[[ Available data open ]]

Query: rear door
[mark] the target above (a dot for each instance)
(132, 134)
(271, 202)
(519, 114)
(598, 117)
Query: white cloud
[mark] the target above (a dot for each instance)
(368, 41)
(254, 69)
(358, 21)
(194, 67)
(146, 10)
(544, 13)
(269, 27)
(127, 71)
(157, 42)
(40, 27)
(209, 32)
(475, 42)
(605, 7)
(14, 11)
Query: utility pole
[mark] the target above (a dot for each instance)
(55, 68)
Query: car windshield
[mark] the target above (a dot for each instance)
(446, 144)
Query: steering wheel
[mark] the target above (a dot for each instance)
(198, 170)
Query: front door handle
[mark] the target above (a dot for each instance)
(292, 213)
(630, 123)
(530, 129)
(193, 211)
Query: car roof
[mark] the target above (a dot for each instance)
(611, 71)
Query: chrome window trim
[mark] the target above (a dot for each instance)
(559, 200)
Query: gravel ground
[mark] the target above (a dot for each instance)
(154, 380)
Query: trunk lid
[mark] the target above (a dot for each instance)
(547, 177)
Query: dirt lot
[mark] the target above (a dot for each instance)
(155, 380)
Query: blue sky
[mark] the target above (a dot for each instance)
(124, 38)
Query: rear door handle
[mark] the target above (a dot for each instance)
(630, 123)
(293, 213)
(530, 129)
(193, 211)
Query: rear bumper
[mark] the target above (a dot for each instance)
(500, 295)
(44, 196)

[[ Available data closed ]]

— Task objective —
Please repeat word for word the lines above that run from the beginning through the line containing "Query: white cloud", keeping both the first and that last line.

— Task answer —
Query: rear door
[mark] the target above (a dot for each instance)
(132, 134)
(271, 202)
(519, 114)
(598, 117)
Query: white cloud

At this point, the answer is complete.